TEXTO:
------------------------------------

8 de set. de 2013

Uma metáfora perturbadora...


"Suponha que eu saia agora, escolha uma pessoa qualquer na rua, de modo fortuito, agarre em sua mão e a acompanhe lado a lado com o objetivo de agradá-la. “O que você gostaria de comer? Curtiu aquele sapato? Você tá bem hoje? Aceita um banho bem quente assim que voltar para casa?”

Suponha que eu não desgrude mais dessa pessoa, por meses, décadas, e que não faça nada além de me dedicar a montar uma vida na qual ela seja feliz.

“Quer namorar? Tudo bem, procuro outra empresa. Vamos comprar uma cama nova? E como está seu extrato bancário? Dá uma lida nesses textos, precisamos escolher um psicólogo.” Suponha que eu me interesse tanto pela vida dessa pessoa, que eu sinta raiva de quem a maltrata, ciúme quando seu namorado desvia o olhar, orgulho de seus feitos, inveja das alegrias alheias.

Aceito, me identifico, concordo com tudo o que ela pensa e fala, como se essa pessoa fosse meu centro de gravidade. Brigo e a culpo, porém me sinto culpado junto. Pago por cirurgias plásticas assim que ela começa a se sentir feia. Eventualmente enxergo e beneficio outros seres também, mas só aqueles relacionados à pessoa, que ela chama de meu ou minha alguma coisa.

------------------------------------

[Itens de identificação de local]
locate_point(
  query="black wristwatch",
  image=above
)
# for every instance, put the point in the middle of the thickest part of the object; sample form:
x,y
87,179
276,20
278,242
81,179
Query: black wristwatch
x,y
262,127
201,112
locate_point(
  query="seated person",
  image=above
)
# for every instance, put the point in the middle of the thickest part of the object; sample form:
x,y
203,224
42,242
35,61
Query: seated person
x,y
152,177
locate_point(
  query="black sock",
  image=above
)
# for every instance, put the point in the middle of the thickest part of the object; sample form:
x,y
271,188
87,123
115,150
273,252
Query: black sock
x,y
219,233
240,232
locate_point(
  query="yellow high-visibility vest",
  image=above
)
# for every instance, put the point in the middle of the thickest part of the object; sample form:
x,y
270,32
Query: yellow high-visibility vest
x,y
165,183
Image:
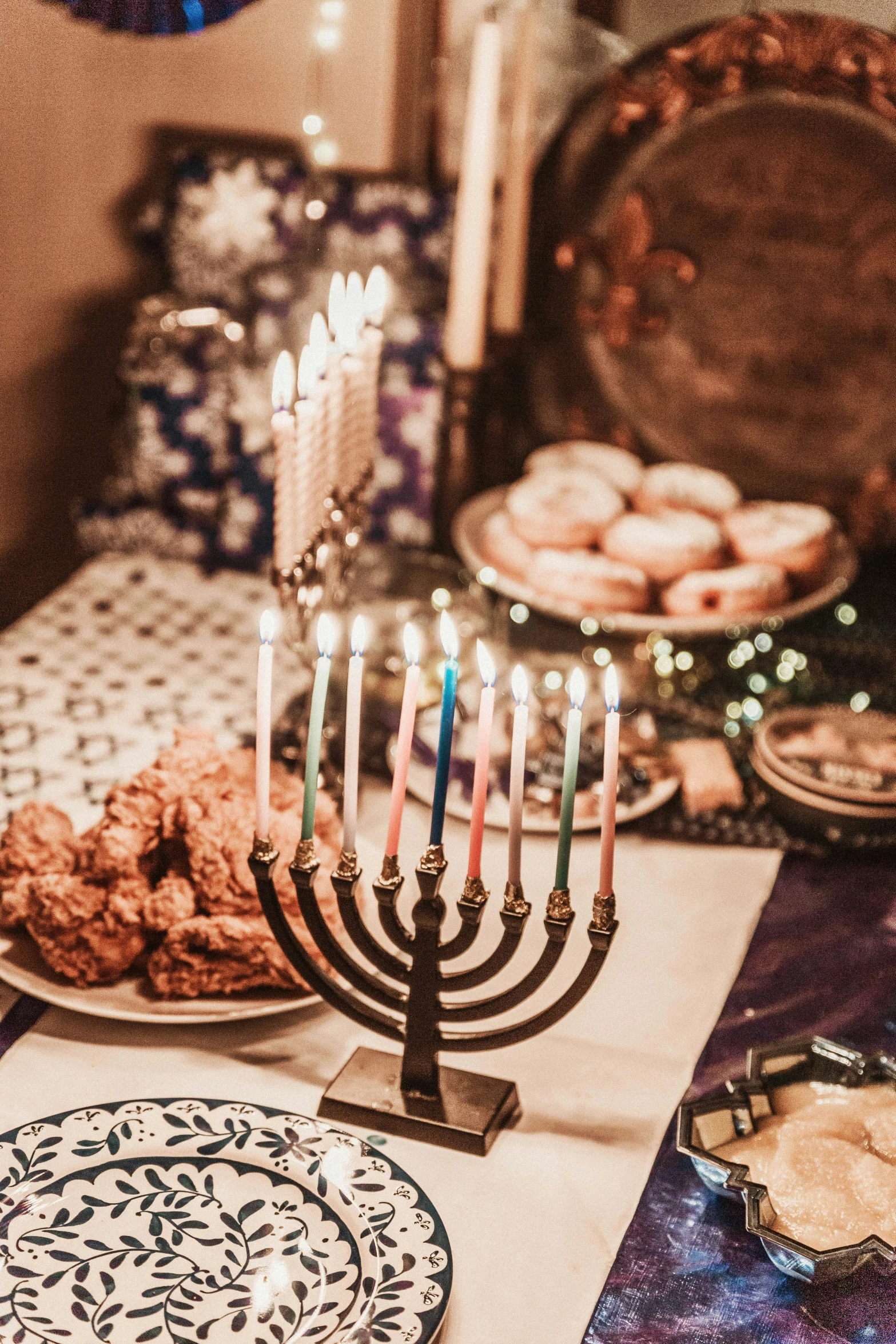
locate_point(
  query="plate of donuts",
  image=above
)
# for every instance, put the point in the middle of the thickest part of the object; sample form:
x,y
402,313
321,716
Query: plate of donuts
x,y
590,531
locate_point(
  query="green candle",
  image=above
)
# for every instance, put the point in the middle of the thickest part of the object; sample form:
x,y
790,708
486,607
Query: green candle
x,y
316,723
570,772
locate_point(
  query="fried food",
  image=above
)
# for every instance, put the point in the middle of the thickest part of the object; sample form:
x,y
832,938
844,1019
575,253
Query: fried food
x,y
140,813
222,955
171,902
86,933
38,839
168,858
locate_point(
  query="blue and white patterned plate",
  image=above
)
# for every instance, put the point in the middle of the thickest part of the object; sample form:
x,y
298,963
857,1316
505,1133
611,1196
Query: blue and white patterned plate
x,y
191,1220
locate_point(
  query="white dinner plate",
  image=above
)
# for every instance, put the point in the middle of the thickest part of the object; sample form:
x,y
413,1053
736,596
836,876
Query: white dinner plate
x,y
467,532
187,1219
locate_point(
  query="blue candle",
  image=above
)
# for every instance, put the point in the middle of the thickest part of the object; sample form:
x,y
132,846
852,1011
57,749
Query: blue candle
x,y
447,727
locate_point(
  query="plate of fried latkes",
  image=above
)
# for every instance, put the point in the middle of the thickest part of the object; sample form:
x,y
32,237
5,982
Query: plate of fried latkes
x,y
152,914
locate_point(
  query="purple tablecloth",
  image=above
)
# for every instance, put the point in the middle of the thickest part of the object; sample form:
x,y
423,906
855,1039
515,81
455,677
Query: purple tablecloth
x,y
822,960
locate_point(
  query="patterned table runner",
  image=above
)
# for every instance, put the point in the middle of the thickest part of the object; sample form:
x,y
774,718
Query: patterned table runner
x,y
822,959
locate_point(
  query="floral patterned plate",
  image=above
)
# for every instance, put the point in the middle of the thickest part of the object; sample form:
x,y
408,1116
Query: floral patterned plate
x,y
190,1220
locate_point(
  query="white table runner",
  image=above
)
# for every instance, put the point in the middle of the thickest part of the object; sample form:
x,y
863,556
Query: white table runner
x,y
535,1225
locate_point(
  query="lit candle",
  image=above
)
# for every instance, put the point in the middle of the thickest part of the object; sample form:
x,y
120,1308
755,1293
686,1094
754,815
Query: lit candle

------------------------------------

OBJETIVO: No texto, o que é pago assim que a pessoa começa a se sentir feia?

PROBLEMA RESOLVIDO: Cirurgias plásticas.